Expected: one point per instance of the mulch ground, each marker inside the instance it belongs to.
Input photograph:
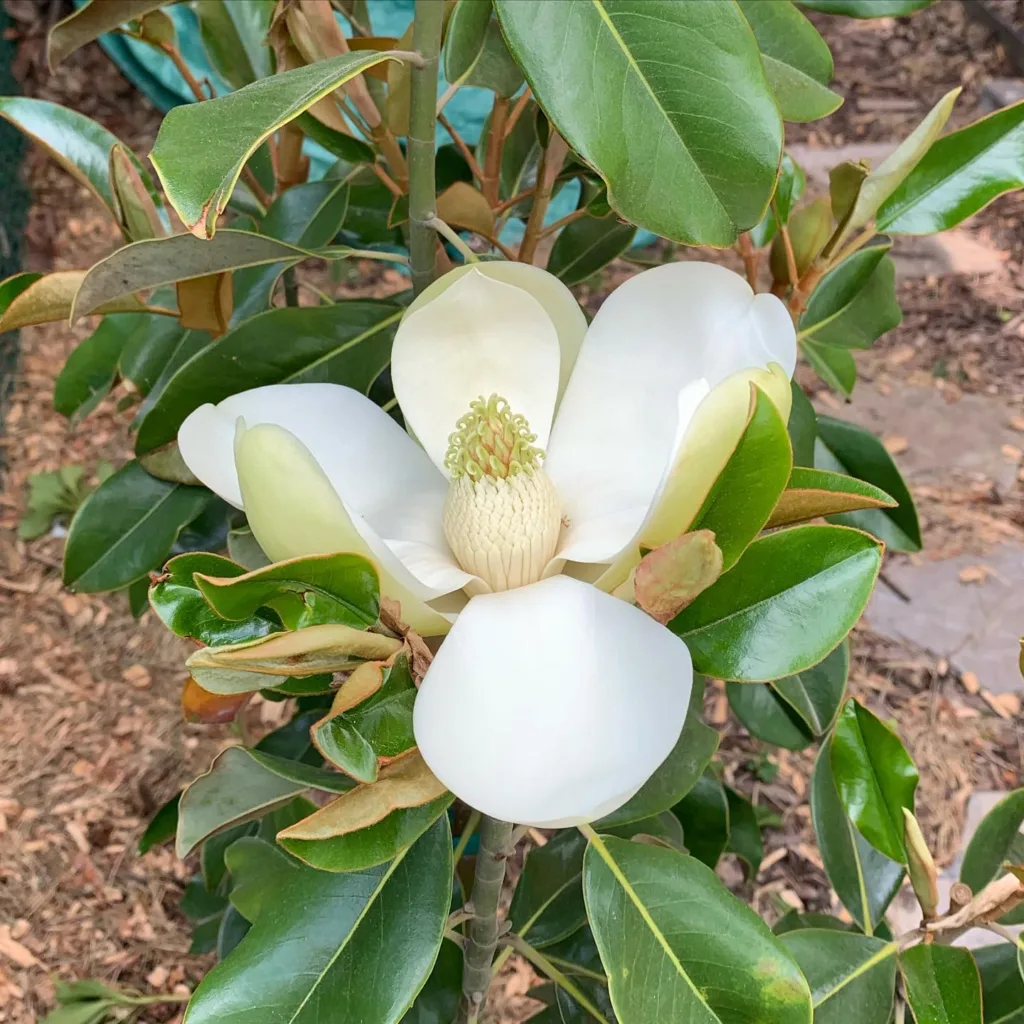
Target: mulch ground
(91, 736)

...

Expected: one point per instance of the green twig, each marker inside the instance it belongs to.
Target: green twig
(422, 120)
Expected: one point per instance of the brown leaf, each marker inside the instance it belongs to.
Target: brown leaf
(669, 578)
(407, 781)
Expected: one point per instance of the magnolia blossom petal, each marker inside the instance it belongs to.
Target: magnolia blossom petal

---

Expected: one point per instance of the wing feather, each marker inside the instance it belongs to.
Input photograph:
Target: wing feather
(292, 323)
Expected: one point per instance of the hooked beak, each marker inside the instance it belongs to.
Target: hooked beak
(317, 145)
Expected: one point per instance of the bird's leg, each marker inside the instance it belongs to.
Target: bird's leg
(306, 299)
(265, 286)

■ **TASK TO COMPLETE**: Reproduce the data from the line containing "Expected: one point per instance of the green" down to the line containing "Target: magnolia blossom petal", substituting "dry leaf" for "brown leaf" and leaving everything else unchanged.

■ **WRITTEN ANSWER**:
Expected: one point per instance of the green twig, each marker inside the instance it belongs to.
Target: green twig
(422, 120)
Expected: one point per instance of the dry leaf, each marker inside the instance it belongs to.
Target: dry leaf
(669, 578)
(407, 781)
Expected: one point per instance of the magnolia blossom petal, each marker inside the instance it belongs to.
Target: magnolia blossom petal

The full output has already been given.